• **Exercise**:
What follows is a listing; restate all of it word for word.
Data excerpts START
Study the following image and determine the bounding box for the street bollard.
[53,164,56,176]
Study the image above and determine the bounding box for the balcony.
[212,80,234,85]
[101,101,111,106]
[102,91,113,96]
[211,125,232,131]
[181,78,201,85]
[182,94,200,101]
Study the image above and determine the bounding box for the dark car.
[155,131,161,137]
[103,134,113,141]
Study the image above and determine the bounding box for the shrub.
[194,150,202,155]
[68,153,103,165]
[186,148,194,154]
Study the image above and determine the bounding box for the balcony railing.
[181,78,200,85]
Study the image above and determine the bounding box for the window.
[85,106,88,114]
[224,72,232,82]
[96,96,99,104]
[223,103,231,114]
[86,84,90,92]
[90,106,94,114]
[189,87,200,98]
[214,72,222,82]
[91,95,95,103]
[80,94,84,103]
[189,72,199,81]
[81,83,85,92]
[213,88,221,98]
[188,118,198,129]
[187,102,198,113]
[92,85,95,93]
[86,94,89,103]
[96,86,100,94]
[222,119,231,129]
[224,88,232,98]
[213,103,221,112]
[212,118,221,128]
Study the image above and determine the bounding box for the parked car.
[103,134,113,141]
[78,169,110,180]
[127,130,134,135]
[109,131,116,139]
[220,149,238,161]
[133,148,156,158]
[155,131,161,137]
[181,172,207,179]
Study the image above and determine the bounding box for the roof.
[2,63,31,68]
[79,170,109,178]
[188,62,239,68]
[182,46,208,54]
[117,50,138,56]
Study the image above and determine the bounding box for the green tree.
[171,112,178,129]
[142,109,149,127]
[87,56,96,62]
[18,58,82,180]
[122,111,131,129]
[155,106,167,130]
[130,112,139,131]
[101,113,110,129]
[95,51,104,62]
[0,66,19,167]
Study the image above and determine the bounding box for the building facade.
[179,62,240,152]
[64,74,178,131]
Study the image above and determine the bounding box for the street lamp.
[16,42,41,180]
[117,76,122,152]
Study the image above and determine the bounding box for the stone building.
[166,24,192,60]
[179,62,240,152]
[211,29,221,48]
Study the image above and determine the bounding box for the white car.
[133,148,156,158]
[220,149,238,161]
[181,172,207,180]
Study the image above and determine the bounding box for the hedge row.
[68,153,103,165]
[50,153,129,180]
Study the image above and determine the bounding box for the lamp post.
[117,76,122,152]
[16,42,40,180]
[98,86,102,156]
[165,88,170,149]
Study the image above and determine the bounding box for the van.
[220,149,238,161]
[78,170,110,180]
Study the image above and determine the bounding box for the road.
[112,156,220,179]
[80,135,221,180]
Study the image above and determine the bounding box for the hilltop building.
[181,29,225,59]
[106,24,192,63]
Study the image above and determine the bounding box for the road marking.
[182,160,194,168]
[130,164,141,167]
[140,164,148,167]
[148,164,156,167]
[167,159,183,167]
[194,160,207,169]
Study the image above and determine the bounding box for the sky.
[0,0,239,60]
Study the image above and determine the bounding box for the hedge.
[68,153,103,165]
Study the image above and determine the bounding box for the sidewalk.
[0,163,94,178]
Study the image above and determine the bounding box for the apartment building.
Data excerpts END
• **Response to the exercise**:
Study the following image and determine the bounding box for the street bollard.
[53,164,56,176]
Study the image above and determine the bounding box for the balcony.
[212,80,234,85]
[101,101,111,106]
[102,91,113,96]
[211,125,232,131]
[181,78,201,85]
[182,94,200,101]
Study the image above and determine the bounding box for the dark car.
[155,131,161,137]
[103,134,113,141]
Study the image above and determine the bounding box for the shrub.
[194,150,202,155]
[68,153,103,165]
[186,148,194,154]
Study the image above and determine the bounding box for the balcony railing.
[181,78,200,85]
Study the image above and determine the bounding box for the window.
[85,106,88,114]
[224,72,232,82]
[96,96,99,104]
[223,103,231,114]
[86,84,90,92]
[90,106,94,114]
[189,87,200,98]
[214,72,222,82]
[91,95,95,103]
[80,94,84,103]
[189,72,199,81]
[81,83,85,92]
[213,88,221,98]
[188,118,198,129]
[187,102,198,113]
[92,85,95,93]
[86,94,89,103]
[96,86,100,94]
[222,119,231,129]
[224,88,232,98]
[213,103,221,112]
[212,118,221,128]
Study the image above and determine the bounding box for the parked car.
[103,134,113,141]
[78,169,110,180]
[127,130,134,135]
[109,131,116,139]
[220,149,238,161]
[133,148,156,158]
[155,131,161,137]
[181,172,207,179]
Study the image above and determine the bounding box for the roof.
[2,63,31,68]
[79,170,109,178]
[188,62,239,68]
[182,46,208,54]
[117,50,138,56]
Study the image above and determine the bounding box for the green tree.
[171,112,178,129]
[142,109,149,127]
[87,56,96,62]
[18,58,82,180]
[122,111,131,129]
[155,106,167,130]
[130,112,139,131]
[101,113,110,129]
[95,51,104,62]
[0,66,19,167]
Study the image above and determine the bounding box for the building facade.
[179,62,240,152]
[64,74,178,131]
Study the image above and determine the bounding box for the street lamp.
[16,42,41,180]
[117,76,122,152]
Study the image above and determine the bounding box for the stone building.
[166,24,192,60]
[179,62,240,152]
[211,29,221,48]
Study the image above and determine the bounding box for the white car.
[133,148,156,158]
[220,149,238,161]
[181,172,207,180]
Study the image above and determine the bounding box for the hedge row.
[68,153,103,165]
[50,153,129,180]
Study the image above and determine the bounding box for the lamp post.
[117,76,122,152]
[16,42,40,180]
[98,86,102,156]
[165,88,170,149]
Study the image above and determine the bounding box for the van.
[220,149,238,161]
[78,170,110,180]
Study the image above and determine the bounding box for the road.
[112,156,220,179]
[80,135,221,180]
Study the image above and determine the bounding box for the hilltop building.
[181,29,225,59]
[106,24,192,63]
Study the image above and determine the bounding box for the road marking.
[182,160,194,168]
[130,164,141,167]
[140,164,148,167]
[148,164,156,167]
[167,159,183,167]
[194,160,207,169]
Study the image above and determine the bounding box for the sky.
[0,0,239,60]
Study the image above and determine the bounding box for the hedge.
[68,153,103,165]
Study the image above and determine the bounding box for the sidewalk.
[0,163,94,178]
Study the image above and determine the bounding box for the apartment building.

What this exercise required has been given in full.